● PROBLEM TO SOLVE: Write each line out exactly, leaving none out.

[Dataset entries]
• • •

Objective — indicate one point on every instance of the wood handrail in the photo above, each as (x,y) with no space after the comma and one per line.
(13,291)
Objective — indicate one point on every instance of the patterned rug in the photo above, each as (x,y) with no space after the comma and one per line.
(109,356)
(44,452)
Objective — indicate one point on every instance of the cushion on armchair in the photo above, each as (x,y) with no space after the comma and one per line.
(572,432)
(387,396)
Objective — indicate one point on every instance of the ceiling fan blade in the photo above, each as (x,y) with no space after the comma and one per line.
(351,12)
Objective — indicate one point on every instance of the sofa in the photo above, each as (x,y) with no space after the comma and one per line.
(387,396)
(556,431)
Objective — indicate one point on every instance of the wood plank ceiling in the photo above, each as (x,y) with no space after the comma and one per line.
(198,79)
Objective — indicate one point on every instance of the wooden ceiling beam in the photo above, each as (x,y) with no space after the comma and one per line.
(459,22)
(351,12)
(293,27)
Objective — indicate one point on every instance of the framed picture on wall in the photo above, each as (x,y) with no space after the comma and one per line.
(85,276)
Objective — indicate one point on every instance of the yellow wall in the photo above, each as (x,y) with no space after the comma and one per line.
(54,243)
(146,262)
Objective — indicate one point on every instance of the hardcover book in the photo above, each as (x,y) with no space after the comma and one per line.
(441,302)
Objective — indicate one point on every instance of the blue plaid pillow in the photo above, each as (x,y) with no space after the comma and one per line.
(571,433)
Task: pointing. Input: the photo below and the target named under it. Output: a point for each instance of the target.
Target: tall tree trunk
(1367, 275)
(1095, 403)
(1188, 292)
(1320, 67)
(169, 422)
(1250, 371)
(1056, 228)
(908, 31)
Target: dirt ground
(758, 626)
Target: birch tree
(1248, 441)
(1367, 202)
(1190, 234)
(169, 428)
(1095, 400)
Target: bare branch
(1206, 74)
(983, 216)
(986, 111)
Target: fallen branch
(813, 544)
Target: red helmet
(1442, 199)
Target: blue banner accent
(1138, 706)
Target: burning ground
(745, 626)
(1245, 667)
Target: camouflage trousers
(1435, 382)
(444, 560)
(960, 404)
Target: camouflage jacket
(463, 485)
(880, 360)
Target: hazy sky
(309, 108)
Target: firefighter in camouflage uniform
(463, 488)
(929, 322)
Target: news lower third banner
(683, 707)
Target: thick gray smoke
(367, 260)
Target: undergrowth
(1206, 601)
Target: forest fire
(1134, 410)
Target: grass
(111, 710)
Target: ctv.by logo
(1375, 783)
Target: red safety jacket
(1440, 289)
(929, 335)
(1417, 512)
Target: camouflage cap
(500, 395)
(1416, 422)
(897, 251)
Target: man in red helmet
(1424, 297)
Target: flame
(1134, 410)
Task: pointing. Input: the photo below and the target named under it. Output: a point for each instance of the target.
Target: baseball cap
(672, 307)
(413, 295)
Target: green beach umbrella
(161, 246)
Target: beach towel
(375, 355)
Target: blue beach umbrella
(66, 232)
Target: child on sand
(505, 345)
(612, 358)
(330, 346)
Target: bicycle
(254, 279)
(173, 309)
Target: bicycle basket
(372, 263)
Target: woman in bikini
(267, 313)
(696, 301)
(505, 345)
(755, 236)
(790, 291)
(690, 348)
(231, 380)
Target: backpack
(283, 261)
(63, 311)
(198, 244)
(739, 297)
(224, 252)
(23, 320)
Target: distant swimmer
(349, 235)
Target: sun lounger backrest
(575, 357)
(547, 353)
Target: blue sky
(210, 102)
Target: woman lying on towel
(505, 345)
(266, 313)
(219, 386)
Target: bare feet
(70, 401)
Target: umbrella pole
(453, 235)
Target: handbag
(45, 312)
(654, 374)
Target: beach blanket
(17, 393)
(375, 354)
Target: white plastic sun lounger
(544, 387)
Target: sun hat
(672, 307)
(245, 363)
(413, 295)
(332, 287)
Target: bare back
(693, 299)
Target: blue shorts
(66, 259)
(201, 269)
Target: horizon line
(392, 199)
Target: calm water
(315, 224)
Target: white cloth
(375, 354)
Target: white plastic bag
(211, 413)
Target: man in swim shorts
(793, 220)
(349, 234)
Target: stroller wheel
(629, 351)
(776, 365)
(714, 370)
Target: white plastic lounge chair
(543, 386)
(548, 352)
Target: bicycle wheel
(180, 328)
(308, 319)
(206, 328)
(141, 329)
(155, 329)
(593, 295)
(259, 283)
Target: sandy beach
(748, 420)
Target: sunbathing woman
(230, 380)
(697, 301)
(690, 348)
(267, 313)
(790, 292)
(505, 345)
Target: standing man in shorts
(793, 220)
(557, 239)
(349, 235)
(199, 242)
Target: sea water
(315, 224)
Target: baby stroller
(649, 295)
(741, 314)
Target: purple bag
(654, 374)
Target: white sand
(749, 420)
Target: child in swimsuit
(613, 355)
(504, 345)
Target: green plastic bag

• • •

● CORRECT RESULT:
Objective — indicate one point on every instance of the wood handrail in the photo above, each as (x,y) with no space after the comma and one per line.
(13,291)
Objective — indicate one point on every instance of the patterned rug in the photo above, each as (x,y) with no space after the comma and one per line.
(109,356)
(44,452)
Objective — indicate one point on every instance of the cushion on armchair in the photo above, each as (x,y) with no space after the comma and one per line.
(572,432)
(387,396)
Objective — indicate one point on every instance of the ceiling fan blade in the photo above, each as (x,y) with no space after the comma and one per line.
(351,12)
Objective — indicate one point on every instance of the sofa in the photo above, each as (x,y) with no space after the comma and one per line.
(387,396)
(556,431)
Objective — indicate one point on every instance of the wood plank ceiling in the photo above, each as (x,y) with no space after the comma and one per line.
(198,79)
Objective — indicate one point on every instance of the wooden ceiling beam in the photo above, each as (x,y) with no space after the comma and one per line.
(459,22)
(351,12)
(293,27)
Objective — indicate one point on every instance of the framed picture on wall in the photo above, each as (x,y) with no space after the comma and one per line.
(85,276)
Objective — indicate one point on every instance of the yellow wall in the photo above, each as (x,y) with no space after the comma and one per line.
(54,243)
(146,262)
Objective — indicate one point on every instance of the hardcover book in the photo above, each as (x,y) with no space after the comma and one per line.
(441,302)
Objective — indicate one point on every instance of the blue plaid pillow in the photo above, each as (x,y) with no space after the comma and one per line.
(571,433)
Task: pointing. Input: the photo below and the target named under it. Output: a point for each instance of the target.
Target: tall tree trunk
(1367, 275)
(1095, 403)
(1188, 292)
(1320, 67)
(169, 422)
(1250, 371)
(1056, 228)
(908, 31)
Target: dirt ground
(758, 626)
Target: birch tree
(1248, 441)
(1367, 202)
(1190, 234)
(169, 428)
(1095, 400)
Target: bare branch
(1206, 74)
(983, 216)
(986, 111)
Target: fallen branch
(813, 544)
Target: red helmet
(1442, 199)
Target: blue banner accent
(1138, 706)
Target: burning ground
(745, 626)
(1245, 667)
Target: camouflage trousers
(1435, 382)
(444, 560)
(960, 404)
Target: camouflage jacket
(463, 485)
(880, 360)
Target: hazy sky
(309, 108)
Target: firefighter in camouflage uniform
(463, 488)
(929, 322)
Target: news lower third banner
(683, 707)
Target: thick gray smoke
(367, 260)
Target: undergrowth
(1206, 601)
Target: forest fire
(1134, 410)
Target: grass
(111, 710)
Target: ctv.by logo
(1375, 783)
Target: red safety jacket
(1440, 289)
(929, 335)
(1417, 512)
Target: camouflage cap
(500, 395)
(1416, 422)
(897, 251)
Target: man in red helmet
(1424, 297)
Target: flame
(1134, 410)
Task: pointing. Input: the photo below and the target named under it. Output: a point for each instance of the target.
Target: baseball cap
(672, 307)
(413, 295)
Target: green beach umbrella
(161, 246)
Target: beach towel
(375, 355)
Target: blue beach umbrella
(66, 232)
Target: child on sand
(505, 345)
(612, 358)
(330, 346)
Target: bicycle
(254, 279)
(173, 309)
Target: bicycle basket
(372, 263)
Target: woman in bikini
(267, 313)
(696, 301)
(505, 345)
(755, 236)
(790, 291)
(690, 348)
(231, 380)
Target: backpack
(283, 261)
(63, 311)
(198, 244)
(739, 297)
(224, 252)
(23, 320)
Target: distant swimmer
(349, 235)
Target: sun lounger backrest
(575, 357)
(547, 353)
Target: blue sky
(210, 102)
Target: woman lying on towel
(505, 345)
(266, 313)
(219, 386)
Target: bare feet
(70, 401)
Target: umbrella pole
(453, 235)
Target: handbag
(45, 312)
(654, 374)
Target: beach blanket
(17, 393)
(375, 354)
Target: white plastic sun lounger
(544, 387)
Target: sun hat
(672, 307)
(245, 363)
(413, 295)
(332, 287)
Target: bare back
(693, 299)
Target: blue shorts
(66, 259)
(201, 269)
Target: horizon line
(392, 199)
Target: calm water
(315, 224)
Target: white cloth
(375, 354)
Target: white plastic bag
(211, 413)
Target: man in swim shorts
(793, 220)
(349, 234)
Target: stroller wheel
(629, 351)
(776, 365)
(714, 370)
Target: white plastic lounge chair
(543, 386)
(548, 352)
Target: bicycle wheel
(180, 328)
(308, 319)
(206, 328)
(141, 329)
(155, 329)
(593, 295)
(259, 283)
Target: sandy beach
(748, 420)
Target: sunbathing woman
(230, 380)
(697, 301)
(690, 348)
(267, 313)
(790, 292)
(505, 345)
Target: standing man in shorts
(793, 220)
(557, 239)
(349, 235)
(199, 242)
Target: sea water
(315, 224)
Target: baby stroller
(649, 295)
(741, 314)
Target: purple bag
(654, 374)
Target: white sand
(749, 420)
Target: child in swimsuit
(613, 355)
(504, 345)
Target: green plastic bag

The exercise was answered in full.